▶ _Information given_:
___

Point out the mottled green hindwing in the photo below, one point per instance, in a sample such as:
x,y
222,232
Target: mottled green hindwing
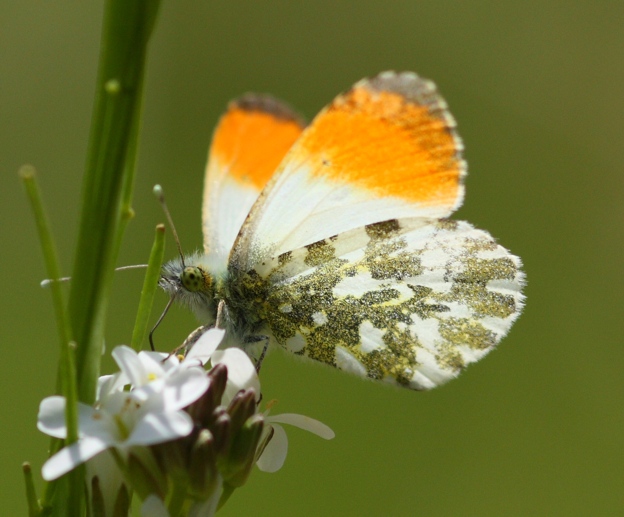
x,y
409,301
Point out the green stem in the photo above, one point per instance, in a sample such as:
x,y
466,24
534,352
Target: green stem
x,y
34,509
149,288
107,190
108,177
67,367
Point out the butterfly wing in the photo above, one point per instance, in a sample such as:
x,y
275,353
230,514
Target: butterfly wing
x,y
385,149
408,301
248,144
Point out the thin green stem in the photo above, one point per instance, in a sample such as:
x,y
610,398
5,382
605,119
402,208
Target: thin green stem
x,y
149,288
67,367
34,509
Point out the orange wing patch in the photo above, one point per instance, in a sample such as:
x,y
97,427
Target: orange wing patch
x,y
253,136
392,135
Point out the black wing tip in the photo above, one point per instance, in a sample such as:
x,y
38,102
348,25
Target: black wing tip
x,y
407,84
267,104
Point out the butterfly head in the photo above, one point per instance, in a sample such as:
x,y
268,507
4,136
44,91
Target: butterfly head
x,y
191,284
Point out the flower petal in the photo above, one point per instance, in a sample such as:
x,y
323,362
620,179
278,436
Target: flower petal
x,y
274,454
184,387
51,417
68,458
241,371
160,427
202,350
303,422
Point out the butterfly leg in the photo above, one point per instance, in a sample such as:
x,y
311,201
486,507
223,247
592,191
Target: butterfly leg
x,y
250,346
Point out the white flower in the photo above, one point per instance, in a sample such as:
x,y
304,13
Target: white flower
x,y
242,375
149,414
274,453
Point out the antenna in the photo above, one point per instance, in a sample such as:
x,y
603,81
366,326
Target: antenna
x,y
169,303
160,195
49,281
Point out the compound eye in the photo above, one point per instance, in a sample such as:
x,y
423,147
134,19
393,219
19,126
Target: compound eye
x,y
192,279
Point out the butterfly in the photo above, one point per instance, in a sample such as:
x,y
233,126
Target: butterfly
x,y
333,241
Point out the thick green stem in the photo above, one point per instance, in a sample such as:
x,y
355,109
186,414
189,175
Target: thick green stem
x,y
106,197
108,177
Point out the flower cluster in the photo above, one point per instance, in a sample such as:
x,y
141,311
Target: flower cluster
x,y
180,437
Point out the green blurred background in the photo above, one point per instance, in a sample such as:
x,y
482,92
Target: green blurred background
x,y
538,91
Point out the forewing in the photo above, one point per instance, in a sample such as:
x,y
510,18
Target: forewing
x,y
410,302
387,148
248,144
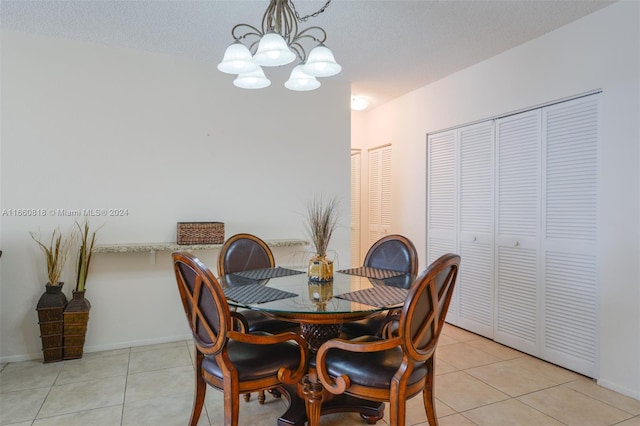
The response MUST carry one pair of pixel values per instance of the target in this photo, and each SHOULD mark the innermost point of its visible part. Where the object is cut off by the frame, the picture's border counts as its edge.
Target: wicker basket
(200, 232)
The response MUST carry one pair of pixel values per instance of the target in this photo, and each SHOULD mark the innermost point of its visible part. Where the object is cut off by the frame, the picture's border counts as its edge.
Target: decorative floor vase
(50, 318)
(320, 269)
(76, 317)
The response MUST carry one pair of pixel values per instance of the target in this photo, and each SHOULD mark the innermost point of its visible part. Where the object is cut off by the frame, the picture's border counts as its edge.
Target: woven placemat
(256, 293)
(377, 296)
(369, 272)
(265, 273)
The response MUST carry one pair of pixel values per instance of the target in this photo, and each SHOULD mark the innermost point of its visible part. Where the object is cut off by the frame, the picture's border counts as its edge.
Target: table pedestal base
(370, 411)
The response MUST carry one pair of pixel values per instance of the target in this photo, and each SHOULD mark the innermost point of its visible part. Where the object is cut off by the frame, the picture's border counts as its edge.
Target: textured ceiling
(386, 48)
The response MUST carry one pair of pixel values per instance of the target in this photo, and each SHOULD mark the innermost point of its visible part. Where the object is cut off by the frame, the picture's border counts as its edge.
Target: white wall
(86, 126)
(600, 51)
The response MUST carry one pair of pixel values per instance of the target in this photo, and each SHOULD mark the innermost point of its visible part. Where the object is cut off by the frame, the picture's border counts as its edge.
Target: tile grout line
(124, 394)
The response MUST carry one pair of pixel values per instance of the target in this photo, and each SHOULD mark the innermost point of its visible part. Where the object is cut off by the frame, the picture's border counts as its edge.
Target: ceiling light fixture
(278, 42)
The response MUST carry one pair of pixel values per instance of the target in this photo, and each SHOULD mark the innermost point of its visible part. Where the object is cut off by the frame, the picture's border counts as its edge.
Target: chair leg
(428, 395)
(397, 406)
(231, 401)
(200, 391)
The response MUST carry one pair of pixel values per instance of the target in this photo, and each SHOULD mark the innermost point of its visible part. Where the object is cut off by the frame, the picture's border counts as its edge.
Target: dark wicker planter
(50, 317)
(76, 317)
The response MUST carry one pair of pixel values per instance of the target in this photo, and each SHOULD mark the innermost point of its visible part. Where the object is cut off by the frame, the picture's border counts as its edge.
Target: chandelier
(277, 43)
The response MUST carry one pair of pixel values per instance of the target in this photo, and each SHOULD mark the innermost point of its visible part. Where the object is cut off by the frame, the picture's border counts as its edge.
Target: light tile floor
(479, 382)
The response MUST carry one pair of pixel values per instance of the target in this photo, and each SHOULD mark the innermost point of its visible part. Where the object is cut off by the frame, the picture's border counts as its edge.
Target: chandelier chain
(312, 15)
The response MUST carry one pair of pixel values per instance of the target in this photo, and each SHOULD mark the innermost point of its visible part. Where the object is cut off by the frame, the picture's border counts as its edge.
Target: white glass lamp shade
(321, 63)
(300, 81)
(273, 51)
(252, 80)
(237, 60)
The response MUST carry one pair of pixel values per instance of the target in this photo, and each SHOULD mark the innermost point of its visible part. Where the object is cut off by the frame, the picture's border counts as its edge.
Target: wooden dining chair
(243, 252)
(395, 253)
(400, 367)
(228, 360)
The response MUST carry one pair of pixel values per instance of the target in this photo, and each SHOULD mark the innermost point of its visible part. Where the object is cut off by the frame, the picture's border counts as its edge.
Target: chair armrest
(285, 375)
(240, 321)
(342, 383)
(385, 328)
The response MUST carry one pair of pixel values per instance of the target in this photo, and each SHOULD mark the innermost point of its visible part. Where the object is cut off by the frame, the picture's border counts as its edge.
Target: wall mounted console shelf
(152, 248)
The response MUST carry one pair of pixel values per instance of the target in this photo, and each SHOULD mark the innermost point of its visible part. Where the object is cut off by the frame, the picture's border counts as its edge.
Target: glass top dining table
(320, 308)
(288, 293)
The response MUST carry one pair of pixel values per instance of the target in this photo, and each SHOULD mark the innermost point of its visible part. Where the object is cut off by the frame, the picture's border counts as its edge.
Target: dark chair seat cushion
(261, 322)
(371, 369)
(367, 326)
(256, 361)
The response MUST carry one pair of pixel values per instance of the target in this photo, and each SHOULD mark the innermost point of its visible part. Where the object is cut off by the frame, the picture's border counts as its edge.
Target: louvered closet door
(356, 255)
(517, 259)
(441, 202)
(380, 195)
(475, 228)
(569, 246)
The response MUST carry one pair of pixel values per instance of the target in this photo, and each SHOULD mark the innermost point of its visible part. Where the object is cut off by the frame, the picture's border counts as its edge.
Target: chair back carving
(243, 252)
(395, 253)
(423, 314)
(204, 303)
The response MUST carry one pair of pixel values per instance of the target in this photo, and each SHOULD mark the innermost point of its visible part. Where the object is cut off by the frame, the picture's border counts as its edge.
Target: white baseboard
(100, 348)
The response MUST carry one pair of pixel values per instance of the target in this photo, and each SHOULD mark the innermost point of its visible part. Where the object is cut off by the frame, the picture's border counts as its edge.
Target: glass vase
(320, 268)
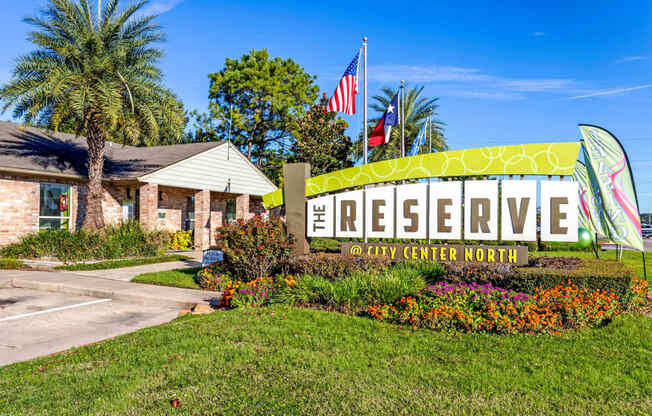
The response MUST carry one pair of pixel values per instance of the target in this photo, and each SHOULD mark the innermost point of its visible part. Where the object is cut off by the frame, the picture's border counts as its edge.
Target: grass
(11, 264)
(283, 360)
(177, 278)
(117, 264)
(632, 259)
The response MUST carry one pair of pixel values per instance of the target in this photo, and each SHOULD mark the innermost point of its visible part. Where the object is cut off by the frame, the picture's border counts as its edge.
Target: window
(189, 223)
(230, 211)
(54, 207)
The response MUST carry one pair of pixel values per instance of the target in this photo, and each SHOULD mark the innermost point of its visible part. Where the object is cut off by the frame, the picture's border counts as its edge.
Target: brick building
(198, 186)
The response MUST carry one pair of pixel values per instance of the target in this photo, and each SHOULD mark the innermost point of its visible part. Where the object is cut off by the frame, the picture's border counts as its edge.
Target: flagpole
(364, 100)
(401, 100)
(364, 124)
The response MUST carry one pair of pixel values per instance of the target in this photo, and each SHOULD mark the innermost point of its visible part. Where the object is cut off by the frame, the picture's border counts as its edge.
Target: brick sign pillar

___

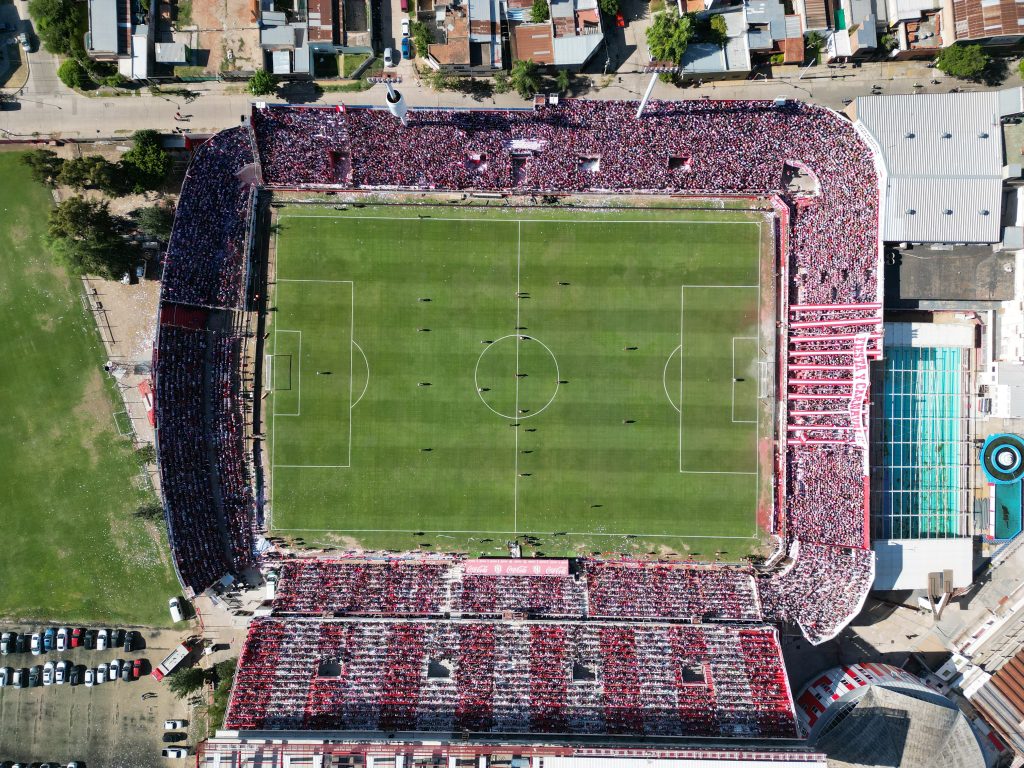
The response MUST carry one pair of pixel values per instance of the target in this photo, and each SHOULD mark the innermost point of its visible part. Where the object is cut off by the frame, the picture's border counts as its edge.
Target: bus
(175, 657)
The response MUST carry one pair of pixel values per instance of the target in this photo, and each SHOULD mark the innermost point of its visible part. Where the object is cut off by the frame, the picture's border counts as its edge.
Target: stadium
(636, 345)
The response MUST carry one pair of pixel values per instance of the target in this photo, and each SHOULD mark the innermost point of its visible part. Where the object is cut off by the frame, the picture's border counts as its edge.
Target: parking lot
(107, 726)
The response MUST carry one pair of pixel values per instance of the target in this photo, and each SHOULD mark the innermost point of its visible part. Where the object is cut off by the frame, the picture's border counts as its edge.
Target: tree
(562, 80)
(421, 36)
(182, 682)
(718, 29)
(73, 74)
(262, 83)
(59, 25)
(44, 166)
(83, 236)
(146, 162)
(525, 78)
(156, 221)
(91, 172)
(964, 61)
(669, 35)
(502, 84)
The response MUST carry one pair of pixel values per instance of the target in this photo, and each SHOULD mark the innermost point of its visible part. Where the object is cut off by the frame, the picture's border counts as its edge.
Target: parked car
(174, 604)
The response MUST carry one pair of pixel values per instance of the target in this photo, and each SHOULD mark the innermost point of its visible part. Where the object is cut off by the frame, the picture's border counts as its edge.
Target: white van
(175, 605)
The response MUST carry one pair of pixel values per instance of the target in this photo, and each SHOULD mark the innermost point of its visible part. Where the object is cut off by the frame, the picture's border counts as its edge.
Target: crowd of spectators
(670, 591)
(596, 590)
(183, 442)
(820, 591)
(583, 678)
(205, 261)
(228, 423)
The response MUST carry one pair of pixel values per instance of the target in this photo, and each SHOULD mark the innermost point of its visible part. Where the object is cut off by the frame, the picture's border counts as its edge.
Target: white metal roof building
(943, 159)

___

Could you restate, word for word, the lines above from the one with "Target: flagpole" to the one with "Target: brick sign pillar", both included?

Target: flagpole
(364, 100)
(401, 100)
(364, 124)
The response MUST carry one pair of pixel values per instance of the target in this photo, and each SHOULD mark the innermost point of its visible part. Where the object is cut off by the frame, the picture's border counts as its edge.
Target: brick sign pillar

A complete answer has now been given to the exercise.